## Direction
Render all of the records below as a numbered list, leaving out any blank lines.

## Task input
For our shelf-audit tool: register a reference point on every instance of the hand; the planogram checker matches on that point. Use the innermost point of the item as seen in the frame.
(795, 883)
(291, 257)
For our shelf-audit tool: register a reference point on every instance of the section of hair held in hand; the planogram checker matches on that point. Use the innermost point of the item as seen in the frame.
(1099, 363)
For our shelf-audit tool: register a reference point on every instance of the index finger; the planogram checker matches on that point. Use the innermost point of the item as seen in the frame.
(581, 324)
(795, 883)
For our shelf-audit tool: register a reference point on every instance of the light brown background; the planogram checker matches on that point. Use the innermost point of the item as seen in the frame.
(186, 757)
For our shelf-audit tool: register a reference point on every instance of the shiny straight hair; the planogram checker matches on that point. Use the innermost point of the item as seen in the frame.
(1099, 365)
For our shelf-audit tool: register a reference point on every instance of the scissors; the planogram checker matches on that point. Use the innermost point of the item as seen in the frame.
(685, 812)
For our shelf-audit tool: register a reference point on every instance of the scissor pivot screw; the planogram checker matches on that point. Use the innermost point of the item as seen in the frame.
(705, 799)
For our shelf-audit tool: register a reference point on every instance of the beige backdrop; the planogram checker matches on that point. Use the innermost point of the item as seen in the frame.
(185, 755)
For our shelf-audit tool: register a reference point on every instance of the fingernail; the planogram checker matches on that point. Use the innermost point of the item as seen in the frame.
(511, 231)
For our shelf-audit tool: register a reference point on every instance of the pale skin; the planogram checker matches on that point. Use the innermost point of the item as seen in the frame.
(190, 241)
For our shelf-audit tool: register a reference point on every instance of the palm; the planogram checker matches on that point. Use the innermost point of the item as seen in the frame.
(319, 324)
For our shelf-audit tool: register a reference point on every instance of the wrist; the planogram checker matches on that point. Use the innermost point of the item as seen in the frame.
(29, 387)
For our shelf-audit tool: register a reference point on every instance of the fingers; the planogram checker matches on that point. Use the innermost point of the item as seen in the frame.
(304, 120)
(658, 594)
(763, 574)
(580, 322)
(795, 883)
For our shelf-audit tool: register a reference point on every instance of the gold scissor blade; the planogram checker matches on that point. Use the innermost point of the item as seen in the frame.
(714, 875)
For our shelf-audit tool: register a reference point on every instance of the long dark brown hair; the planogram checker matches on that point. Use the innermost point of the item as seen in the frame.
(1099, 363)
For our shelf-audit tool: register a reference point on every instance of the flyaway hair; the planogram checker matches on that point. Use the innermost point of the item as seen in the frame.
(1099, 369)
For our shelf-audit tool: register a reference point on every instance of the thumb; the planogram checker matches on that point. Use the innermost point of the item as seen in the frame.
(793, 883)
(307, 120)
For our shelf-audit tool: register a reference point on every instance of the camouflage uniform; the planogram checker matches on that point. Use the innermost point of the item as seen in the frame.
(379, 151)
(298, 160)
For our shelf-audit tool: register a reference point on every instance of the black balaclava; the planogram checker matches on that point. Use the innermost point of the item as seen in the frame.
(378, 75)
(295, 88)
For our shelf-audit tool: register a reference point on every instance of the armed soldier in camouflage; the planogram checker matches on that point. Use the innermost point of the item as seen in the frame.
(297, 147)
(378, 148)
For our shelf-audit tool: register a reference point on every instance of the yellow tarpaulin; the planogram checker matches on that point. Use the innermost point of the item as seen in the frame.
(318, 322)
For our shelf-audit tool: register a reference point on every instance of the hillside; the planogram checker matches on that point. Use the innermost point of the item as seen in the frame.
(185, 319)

## Answer in full
1. For our shelf-audit tool: register a reference point on every instance of the hand; the planogram checker matches on that point. Use the innermost point of the item as seen in the frame.
2. (795, 883)
3. (291, 257)
4. For our shelf-audit tool: register a reference point on every instance of the section of hair held in hand; the planogram checker matches on that point. Use the innermost point of the item as seen in the frame.
5. (1099, 363)
6. For our shelf-audit tool: register a reference point on every instance of the index finger; the planogram checker matches on that point. Use the innermost point of the item as seen in the frame.
7. (581, 324)
8. (795, 883)
9. For our shelf-audit tool: register a reference point on every instance of the light brown background; the planogram checker matches on that point. Use the innermost point of the item as seen in the frame.
10. (186, 757)
11. For our shelf-audit tool: register a reference point on every instance of the shiny straight hair; the planogram checker matches on that point. Use the innermost point of the item as seen in the frame.
12. (1099, 365)
13. For our shelf-audit tool: register a reference point on every instance of the scissors; the planogram checker matches on that point. Use the innermost point of the item as seen in the frame.
14. (685, 812)
15. For our shelf-audit tool: register a reference point on every instance of the scissor pivot screw; the planogram checker matches on that point. Use the innermost point of the item as seen in the frame.
16. (705, 799)
17. For our shelf-audit tool: register a reference point on every instance of the beige backdrop; the planogram checker matches on that point. Use the innermost point of the item as seen in the frame.
18. (185, 755)
19. For our shelf-audit tool: register a reference point on every instance of the fingernail; the planogram checker matches on that point. Use the innermost point of the item as seen in the frame.
20. (511, 231)
21. For our shelf-audit tool: register a reference point on every instance of the pale skin; the planogram checker matches on that point. Use the innermost point of the item as seen in the frame.
22. (190, 241)
23. For our shelf-audit tool: register a reference point on every instance of the palm; the planogram checker matches on that point. Use the innermost point of the item as seen in the frame.
24. (319, 324)
25. For our shelf-audit tool: register a reference point on every instance of the wrist; the planogram checker matches on that point. Use the innermost point of the item as seen in the frame.
26. (29, 387)
27. For our shelf-audit tool: register a reference point on every instance of the fingers; the planogram checker matches on that point. Use the innermost point of the item as seen in the frame.
28. (304, 120)
29. (658, 594)
30. (763, 574)
31. (580, 322)
32. (795, 883)
33. For our shelf-audit tool: register a reference point on every instance of the gold scissor blade; the planogram checker matches on that point. Use the innermost point of the item as seen in the frame.
34. (714, 875)
35. For our shelf-audit tool: register a reference point on every instance of the long dark brown hair; the planogram checker matches on that point. Use the innermost point of the item as seen in the frame.
36. (1099, 363)
37. For our shelf-audit tool: register a reference point on every instance of the flyaway hair; the planogram checker matches on that point. Use the innermost point of the item as seen in the frame.
38. (1099, 369)
39. For our shelf-audit tool: register a reference point on every instance of the thumb; the planogram checker matches on that point. Use the innermost point of the item as seen in the frame.
40. (793, 883)
41. (307, 120)
42. For our shelf-audit tool: register a reference point on every instance of the camouflage uniform; the planogram checker matches on that point. Use the innermost point of the item as seen in the frame.
43. (379, 151)
44. (298, 160)
45. For our shelf-audit tool: register a reference point on every instance of the black balaclava; the planogram checker matches on that point. Use the innermost point of the item as seen in the frame.
46. (378, 75)
47. (295, 88)
48. For our shelf-audit tool: register a reference point on every instance of the armed soldier in camouflage; the planogram checker matches on that point. Use the innermost point of the item as seen in the frame.
49. (297, 147)
50. (378, 148)
51. For our shelf-audit tool: register a reference point on every instance of the yellow tarpaulin; the planogram checker matches on that point. Use the innermost point of the item as seen in the frame.
52. (318, 322)
53. For our shelf-audit tool: register a reference point on every instance of the hillside; the planogram checker matches on that point. Use the innermost point of the item as seen in the frame.
54. (185, 319)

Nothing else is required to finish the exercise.